EXERCISE OBJECTIVE — Filter the records below and copy every line containing the word "forearm".

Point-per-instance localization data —
+--

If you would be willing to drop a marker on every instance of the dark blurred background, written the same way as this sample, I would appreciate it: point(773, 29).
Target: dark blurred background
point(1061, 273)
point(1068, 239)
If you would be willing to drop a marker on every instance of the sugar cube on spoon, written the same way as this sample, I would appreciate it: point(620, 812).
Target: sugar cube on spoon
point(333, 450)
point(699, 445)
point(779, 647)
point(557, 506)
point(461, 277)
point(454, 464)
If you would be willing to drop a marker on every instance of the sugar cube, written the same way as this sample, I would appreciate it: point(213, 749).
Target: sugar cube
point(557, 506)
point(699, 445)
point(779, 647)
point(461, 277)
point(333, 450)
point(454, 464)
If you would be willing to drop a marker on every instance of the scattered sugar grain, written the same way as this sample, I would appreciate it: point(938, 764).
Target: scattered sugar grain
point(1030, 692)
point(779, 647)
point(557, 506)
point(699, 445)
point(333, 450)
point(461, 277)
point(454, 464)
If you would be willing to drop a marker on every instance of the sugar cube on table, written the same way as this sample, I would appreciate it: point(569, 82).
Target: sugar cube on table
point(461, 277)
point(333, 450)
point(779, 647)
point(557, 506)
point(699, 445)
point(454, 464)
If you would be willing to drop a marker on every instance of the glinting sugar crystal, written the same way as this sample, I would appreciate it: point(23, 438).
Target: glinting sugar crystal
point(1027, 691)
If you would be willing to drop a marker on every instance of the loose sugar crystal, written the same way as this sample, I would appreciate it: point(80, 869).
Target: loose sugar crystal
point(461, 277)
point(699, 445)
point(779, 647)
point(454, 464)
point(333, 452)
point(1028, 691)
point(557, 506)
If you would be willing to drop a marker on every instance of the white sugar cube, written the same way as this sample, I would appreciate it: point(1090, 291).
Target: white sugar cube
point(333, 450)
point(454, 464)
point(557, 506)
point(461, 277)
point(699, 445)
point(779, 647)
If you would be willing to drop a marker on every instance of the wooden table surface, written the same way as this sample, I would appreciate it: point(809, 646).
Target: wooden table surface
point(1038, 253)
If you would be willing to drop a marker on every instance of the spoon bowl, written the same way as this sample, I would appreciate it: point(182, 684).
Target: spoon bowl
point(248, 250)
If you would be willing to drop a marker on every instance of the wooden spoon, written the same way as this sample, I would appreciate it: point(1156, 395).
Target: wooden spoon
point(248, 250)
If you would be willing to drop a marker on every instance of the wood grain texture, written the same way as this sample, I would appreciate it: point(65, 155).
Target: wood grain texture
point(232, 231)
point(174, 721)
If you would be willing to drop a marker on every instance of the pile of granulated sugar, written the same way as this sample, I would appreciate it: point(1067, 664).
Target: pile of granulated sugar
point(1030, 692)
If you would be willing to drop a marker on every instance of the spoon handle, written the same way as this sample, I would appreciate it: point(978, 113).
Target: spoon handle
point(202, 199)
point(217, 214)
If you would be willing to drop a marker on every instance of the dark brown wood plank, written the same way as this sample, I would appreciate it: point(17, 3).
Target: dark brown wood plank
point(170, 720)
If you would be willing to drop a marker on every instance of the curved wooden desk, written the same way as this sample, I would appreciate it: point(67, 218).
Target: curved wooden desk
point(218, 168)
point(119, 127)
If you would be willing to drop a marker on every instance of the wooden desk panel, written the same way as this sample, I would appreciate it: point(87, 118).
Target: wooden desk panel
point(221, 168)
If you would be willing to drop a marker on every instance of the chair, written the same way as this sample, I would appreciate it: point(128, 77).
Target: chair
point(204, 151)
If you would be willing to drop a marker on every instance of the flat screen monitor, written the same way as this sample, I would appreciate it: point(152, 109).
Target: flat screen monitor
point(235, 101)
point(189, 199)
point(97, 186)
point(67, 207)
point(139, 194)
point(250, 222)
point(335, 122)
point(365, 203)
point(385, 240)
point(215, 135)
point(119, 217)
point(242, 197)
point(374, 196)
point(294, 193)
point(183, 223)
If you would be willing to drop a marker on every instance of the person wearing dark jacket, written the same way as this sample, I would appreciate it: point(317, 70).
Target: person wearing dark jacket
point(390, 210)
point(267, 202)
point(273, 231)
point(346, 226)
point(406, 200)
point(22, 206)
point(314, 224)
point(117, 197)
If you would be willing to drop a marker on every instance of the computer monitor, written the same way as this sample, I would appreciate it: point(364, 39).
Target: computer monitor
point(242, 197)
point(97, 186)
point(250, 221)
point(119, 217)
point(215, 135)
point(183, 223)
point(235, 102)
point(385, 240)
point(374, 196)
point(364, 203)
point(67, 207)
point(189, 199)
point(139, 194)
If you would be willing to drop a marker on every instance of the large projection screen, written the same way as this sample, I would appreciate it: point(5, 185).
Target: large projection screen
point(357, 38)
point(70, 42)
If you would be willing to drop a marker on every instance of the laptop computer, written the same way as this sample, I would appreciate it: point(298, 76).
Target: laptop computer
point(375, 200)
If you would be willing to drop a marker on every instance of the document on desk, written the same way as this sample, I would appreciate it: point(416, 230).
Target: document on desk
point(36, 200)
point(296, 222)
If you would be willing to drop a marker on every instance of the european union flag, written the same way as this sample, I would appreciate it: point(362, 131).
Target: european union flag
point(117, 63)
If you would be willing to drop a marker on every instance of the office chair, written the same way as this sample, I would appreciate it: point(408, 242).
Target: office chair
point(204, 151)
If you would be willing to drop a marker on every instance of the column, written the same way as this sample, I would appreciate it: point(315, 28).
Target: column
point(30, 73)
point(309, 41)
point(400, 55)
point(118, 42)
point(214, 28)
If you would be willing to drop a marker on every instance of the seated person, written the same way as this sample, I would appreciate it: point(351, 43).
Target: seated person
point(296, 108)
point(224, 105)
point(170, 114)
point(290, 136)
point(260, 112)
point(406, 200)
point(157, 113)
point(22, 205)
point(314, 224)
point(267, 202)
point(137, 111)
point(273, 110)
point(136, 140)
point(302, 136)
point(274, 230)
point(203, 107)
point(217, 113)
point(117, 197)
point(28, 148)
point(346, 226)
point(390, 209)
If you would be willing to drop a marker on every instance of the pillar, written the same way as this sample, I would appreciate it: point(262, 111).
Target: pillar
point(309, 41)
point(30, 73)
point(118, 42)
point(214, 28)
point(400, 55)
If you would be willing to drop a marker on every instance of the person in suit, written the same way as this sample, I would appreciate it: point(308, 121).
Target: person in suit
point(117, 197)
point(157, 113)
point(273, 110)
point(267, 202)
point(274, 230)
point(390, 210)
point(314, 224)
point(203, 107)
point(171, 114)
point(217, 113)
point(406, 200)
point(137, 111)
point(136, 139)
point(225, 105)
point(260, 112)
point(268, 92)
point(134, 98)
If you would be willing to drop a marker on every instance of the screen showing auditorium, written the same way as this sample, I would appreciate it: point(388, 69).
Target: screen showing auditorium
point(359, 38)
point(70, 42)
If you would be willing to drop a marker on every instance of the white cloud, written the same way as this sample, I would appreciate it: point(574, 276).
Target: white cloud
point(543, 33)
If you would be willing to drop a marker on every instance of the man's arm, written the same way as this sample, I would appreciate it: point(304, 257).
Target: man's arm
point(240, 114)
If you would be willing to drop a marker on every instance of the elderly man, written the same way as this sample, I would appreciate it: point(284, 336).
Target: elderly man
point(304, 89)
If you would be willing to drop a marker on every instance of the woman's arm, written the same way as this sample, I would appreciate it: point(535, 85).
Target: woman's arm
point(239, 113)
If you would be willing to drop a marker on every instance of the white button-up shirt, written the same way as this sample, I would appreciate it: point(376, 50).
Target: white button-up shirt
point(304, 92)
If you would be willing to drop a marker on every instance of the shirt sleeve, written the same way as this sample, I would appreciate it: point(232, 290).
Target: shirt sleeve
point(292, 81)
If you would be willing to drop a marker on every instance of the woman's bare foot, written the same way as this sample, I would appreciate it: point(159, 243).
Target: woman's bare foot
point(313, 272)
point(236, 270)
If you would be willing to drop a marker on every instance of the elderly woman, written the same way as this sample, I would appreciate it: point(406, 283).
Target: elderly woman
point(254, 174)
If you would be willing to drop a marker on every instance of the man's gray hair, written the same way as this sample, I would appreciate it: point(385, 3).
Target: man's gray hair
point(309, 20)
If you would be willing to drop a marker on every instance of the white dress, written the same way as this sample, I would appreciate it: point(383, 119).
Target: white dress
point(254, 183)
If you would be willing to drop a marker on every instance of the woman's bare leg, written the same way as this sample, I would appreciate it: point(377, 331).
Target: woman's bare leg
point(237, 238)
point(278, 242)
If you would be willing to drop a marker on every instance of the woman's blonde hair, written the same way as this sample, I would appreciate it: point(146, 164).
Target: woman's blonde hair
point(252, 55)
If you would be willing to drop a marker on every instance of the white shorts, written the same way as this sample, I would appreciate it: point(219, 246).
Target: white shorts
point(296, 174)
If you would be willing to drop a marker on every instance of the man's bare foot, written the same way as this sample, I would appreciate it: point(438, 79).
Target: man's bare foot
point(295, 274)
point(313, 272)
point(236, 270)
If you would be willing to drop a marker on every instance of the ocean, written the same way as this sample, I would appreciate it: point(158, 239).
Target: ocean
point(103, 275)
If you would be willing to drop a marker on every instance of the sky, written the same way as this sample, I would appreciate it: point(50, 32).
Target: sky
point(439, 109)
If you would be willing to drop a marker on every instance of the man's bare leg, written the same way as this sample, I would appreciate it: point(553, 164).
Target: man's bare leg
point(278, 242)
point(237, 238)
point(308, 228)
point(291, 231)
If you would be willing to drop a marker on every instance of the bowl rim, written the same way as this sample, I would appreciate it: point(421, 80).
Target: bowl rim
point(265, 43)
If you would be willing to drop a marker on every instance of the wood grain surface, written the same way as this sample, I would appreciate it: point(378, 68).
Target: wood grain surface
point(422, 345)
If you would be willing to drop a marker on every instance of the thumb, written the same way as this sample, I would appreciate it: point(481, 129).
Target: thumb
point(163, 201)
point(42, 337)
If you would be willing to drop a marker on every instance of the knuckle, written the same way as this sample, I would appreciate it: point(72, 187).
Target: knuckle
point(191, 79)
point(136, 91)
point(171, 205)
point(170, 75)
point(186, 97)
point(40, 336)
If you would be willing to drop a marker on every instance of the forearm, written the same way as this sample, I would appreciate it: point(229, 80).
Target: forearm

+--

ANSWER TO THIS PROBLEM —
If you would be willing to drop a marker on every instance of the forearm, written the same way as this sample, I would appreciate it: point(229, 80).
Target: forearm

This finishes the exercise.